» Excerpted passage:
━━━━━━━━━━━━━━━━━━━━
Venice: Faded Grandeur

Journalism: Italy Travel

Essentials

  • Publisher:National Geographic Traveller UK.
  • Category:Italy Travel
  • Project role:Author
  • View online: Open flipbook
  • Online link:National Geographic Traveller UK.

Sample text

Doom-mongers decry Venice as a city in terminal decline but the voluptuous dowager has life in her yet. By visiting her more wisely we can help save her – for the Venetians and ourselves.

In this floating, insubstantial world, “most visitors move through her wonders mindlessly,” claims Jan Morris. Tourism is as ancient as the city itself but we are conditioned to experience La Serenissima in similar ways. The decadence of the stage set bewitches us and many never stray far from the Bermuda Triangle of St Mark’s Square.
━━━━━━━━━━━━━━━━━━━━
» Required action A:
In the records, from the start through the line containing "negative clicks: (191, 184)", replace "rough mask" with "coarse mask" and change nothing else. Leave out the pictures.
━━━━━━━━━━━━━━━━━━━━
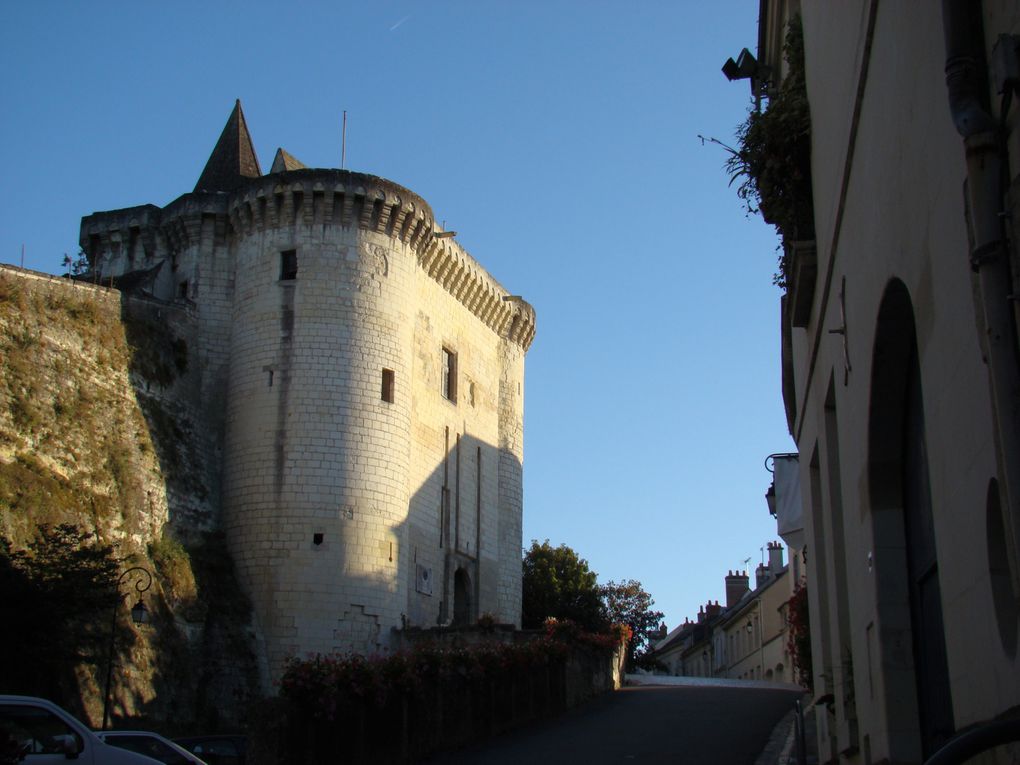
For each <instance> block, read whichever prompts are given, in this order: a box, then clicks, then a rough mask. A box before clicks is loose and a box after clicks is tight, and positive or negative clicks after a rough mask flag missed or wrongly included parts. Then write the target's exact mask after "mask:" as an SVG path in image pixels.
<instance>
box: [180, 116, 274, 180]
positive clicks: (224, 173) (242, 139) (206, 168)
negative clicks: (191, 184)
mask: <svg viewBox="0 0 1020 765" xmlns="http://www.w3.org/2000/svg"><path fill="white" fill-rule="evenodd" d="M261 174H262V168H261V167H259V164H258V157H257V156H255V149H253V148H252V137H251V134H250V133H248V123H247V122H245V113H244V112H243V111H242V110H241V100H240V99H238V101H237V102H236V103H235V104H234V111H232V112H231V116H230V118H228V119H227V120H226V126H225V127H223V132H222V133H221V134H220V135H219V140H218V141H217V142H216V147H215V148H214V149H213V150H212V154H210V155H209V161H208V162H206V163H205V169H204V170H202V175H201V177H199V180H198V183H197V184H196V185H195V191H197V192H199V191H204V192H230V191H234V190H235V189H237V188H238V187H239V186H241V184H243V183H244V182H245V179H250V177H259V176H260V175H261Z"/></svg>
━━━━━━━━━━━━━━━━━━━━
» Required action B:
Reproduce word for word the stretch of the Venice travel piece from "Journalism: Italy Travel" through "Venetians and ourselves.".

» Answer space A:
For each <instance> block, read whichever prompts are given, in this order: a box, then clicks, then a coarse mask. A box before clicks is loose and a box after clicks is tight, and positive or negative clicks after a coarse mask flag missed or wrongly included parts. Then write the target's exact mask after "mask:" as an SVG path in image pixels.
<instance>
box: [180, 116, 274, 180]
positive clicks: (224, 173) (242, 139) (206, 168)
negative clicks: (191, 184)

» Answer space B:
Journalism: Italy Travel

Essentials

  • Publisher:National Geographic Traveller UK.
  • Category:Italy Travel
  • Project role:Author
  • View online: Open flipbook
  • Online link:National Geographic Traveller UK.

Sample text

Doom-mongers decry Venice as a city in terminal decline but the voluptuous dowager has life in her yet. By visiting her more wisely we can help save her – for the Venetians and ourselves.